**TASK DESCRIPTION**
Count the lines below that contain the string "shrub", matching case exactly, and give only the number.

(Location identification entries)
========
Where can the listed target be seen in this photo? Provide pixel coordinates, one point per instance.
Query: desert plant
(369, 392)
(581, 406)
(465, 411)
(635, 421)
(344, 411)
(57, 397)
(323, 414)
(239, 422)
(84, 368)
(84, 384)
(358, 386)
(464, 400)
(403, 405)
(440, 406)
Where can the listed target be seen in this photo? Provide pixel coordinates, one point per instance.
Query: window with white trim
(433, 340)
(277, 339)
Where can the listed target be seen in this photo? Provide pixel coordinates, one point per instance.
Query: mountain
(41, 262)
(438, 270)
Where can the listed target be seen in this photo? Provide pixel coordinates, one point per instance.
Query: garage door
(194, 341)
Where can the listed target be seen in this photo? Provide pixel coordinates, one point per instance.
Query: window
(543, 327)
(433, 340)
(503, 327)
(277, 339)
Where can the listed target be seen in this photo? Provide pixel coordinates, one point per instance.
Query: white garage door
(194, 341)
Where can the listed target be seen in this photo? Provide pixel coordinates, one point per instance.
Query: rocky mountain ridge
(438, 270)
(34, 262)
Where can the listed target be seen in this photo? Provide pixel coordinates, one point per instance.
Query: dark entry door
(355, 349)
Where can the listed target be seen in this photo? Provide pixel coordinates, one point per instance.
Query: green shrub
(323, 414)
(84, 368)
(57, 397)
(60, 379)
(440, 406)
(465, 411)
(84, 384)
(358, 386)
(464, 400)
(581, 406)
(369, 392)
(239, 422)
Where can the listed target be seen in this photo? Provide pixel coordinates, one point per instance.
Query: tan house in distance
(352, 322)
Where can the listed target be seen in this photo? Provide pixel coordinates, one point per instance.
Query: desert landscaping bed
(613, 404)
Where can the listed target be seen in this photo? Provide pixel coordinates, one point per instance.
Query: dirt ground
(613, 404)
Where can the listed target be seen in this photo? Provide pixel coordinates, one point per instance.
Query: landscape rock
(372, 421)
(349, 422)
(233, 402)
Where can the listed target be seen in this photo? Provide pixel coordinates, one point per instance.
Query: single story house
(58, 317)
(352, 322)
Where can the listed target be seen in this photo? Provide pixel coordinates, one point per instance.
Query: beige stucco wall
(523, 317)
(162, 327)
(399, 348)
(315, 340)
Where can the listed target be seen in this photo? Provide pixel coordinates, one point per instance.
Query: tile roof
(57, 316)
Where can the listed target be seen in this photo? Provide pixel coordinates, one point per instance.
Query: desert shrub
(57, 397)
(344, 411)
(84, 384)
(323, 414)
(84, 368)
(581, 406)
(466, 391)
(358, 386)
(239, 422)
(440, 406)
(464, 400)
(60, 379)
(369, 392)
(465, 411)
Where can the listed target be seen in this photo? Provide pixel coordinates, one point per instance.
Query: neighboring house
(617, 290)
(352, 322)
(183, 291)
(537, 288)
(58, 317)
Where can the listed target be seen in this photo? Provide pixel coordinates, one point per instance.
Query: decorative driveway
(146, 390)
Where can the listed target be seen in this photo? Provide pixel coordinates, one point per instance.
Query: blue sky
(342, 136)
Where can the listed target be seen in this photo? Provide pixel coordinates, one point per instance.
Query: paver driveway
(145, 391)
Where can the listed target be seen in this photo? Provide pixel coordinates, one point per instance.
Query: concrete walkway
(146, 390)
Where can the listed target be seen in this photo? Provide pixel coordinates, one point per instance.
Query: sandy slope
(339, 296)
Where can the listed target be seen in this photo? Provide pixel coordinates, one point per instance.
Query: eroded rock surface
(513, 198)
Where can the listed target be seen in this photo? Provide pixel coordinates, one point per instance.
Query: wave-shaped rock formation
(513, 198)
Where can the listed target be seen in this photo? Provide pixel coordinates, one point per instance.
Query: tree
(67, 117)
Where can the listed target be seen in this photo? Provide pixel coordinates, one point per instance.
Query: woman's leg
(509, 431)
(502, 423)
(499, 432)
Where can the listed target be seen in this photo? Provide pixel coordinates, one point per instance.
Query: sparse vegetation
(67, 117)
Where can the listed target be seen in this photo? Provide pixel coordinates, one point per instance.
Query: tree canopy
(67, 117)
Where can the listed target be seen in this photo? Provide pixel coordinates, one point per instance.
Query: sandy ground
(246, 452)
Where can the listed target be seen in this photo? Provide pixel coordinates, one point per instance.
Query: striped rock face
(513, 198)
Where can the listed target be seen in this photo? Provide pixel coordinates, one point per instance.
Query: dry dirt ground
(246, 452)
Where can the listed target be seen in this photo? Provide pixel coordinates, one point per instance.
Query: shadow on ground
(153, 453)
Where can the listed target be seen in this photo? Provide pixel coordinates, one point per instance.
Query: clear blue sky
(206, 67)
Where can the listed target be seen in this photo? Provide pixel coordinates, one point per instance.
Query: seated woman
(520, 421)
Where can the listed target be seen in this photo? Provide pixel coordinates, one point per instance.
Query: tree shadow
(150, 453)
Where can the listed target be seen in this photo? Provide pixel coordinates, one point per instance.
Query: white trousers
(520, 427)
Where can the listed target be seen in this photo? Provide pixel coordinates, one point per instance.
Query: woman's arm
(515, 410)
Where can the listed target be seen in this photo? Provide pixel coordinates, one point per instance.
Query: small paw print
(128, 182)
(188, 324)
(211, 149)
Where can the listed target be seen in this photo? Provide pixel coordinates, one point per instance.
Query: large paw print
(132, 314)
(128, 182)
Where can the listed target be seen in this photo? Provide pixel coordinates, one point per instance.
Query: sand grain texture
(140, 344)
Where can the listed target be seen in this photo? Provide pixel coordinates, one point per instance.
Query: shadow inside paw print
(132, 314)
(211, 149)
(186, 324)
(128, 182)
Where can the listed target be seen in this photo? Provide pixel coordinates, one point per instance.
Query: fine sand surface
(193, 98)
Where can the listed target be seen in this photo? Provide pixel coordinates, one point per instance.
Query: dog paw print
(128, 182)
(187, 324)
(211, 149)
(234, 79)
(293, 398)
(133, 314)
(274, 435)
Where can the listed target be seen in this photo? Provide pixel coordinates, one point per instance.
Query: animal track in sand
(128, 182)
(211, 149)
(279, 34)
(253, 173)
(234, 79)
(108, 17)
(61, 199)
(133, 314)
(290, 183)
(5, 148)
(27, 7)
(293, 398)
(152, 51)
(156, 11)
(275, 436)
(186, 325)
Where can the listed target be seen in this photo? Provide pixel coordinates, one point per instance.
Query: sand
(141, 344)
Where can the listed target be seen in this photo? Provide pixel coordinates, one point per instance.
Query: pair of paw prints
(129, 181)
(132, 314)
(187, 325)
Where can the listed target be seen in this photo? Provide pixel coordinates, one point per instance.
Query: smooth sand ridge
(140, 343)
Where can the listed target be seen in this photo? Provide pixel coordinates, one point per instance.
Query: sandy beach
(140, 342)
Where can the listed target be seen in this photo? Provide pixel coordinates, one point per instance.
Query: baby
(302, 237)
========
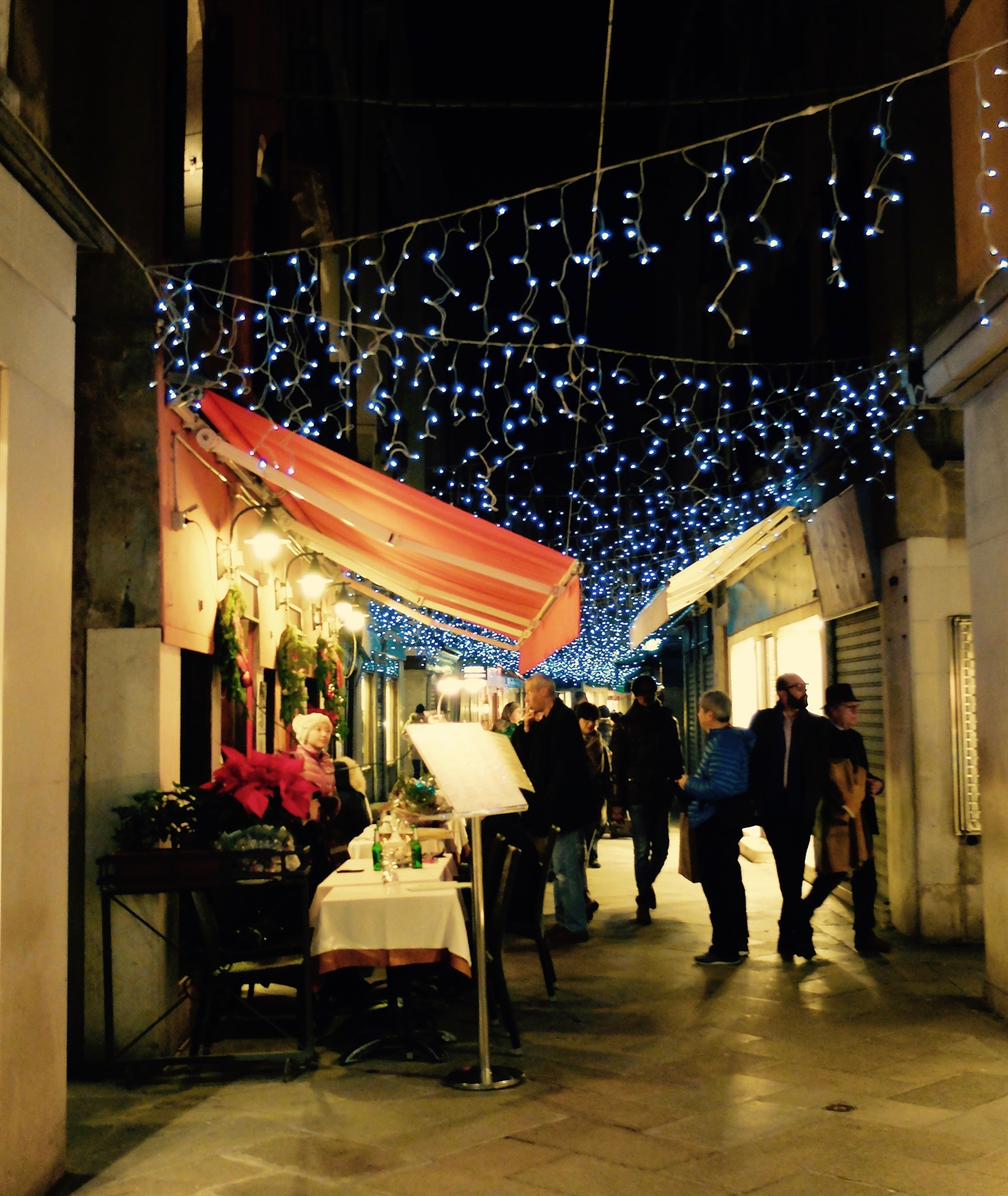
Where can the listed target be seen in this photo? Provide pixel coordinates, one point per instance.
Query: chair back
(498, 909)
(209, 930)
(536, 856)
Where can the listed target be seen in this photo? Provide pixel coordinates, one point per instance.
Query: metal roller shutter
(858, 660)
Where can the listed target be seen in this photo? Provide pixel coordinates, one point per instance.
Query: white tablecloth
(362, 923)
========
**EXPECTED OUTPUT**
2